=== Document section ===
I am also using the analysis panel in the SOLR admin console. It shows this:
WT    CRD_PROD

WDF    CRD_PROD
    CRD
    PROD
    CRDPROD

SF    CRD_PROD
    CRD
    PROD
    CRDPROD

LCF    crd_prod
    crd
    prod
    crdprod

SKMF    crd_prod
    crd
    prod
    crdprod

RDTF    crd_prod
    crd
    prod
    crdprod


I am not sure if it is related or not but this index was created using a Java program using Lucene interface. It used StandardAnalyzer for writing and the field was configured as tokenized, indexed and stored.  Does this affect the SOLR configuration?
    
Can you please help me understand what I am missing and how I can debug it?

Thanks,
Yetkin 

Re: Searching for tokens does not return any results

Posted by Erick Erickson <er...@gmail.com>.
Glad to hear it!
===
▸ **To be done**:
1: Reproduce the Solr forum excerpt verbatim, covering the stretch from "SKMF    crd_prod" through "the SOLR configuration?".
2: In the Solr forum excerpt, which analyzer did the Java program use for writing the index?
The items that come after this are from a different source than the Solr forum excerpt.
=== Raw data ===
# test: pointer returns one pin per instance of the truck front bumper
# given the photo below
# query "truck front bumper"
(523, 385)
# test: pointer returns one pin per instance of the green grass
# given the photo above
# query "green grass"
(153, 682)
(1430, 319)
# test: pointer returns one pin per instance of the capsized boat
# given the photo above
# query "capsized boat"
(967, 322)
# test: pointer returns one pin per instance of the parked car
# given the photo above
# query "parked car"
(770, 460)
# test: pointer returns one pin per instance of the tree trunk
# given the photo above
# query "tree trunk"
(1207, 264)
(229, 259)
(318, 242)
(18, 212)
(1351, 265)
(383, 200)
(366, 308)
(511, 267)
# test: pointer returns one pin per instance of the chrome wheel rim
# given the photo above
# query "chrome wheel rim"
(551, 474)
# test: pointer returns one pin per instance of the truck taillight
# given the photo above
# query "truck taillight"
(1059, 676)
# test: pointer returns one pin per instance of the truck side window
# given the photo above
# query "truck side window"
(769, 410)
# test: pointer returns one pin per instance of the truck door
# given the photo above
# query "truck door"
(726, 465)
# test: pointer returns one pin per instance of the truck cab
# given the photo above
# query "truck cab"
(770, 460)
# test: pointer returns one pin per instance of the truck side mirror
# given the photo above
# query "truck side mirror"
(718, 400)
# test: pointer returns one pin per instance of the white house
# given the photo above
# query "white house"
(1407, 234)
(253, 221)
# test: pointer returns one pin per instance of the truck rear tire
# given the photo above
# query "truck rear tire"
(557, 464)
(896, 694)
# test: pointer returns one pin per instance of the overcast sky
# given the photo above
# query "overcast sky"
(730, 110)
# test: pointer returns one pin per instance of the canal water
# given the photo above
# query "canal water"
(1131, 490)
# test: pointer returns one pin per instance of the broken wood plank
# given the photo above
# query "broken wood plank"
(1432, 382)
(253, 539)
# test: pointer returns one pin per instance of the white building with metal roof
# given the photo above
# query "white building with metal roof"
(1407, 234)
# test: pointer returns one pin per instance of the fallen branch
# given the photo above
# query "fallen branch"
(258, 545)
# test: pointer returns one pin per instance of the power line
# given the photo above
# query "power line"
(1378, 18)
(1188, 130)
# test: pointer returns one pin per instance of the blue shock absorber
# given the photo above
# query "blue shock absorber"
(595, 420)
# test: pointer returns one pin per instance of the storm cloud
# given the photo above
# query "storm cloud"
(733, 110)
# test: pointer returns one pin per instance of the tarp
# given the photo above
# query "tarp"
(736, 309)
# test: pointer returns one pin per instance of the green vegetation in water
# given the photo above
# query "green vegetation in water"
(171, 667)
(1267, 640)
===
▸ **Expected results**:
1:
SKMF    crd_prod
    crd
    prod
    crdprod

RDTF    crd_prod
    crd
    prod
    crdprod


I am not sure if it is related or not but this index was created using a Java program using Lucene interface. It used StandardAnalyzer for writing and the field was configured as tokenized, indexed and stored.  Does this affect the SOLR configuration?

2: StandardAnalyzer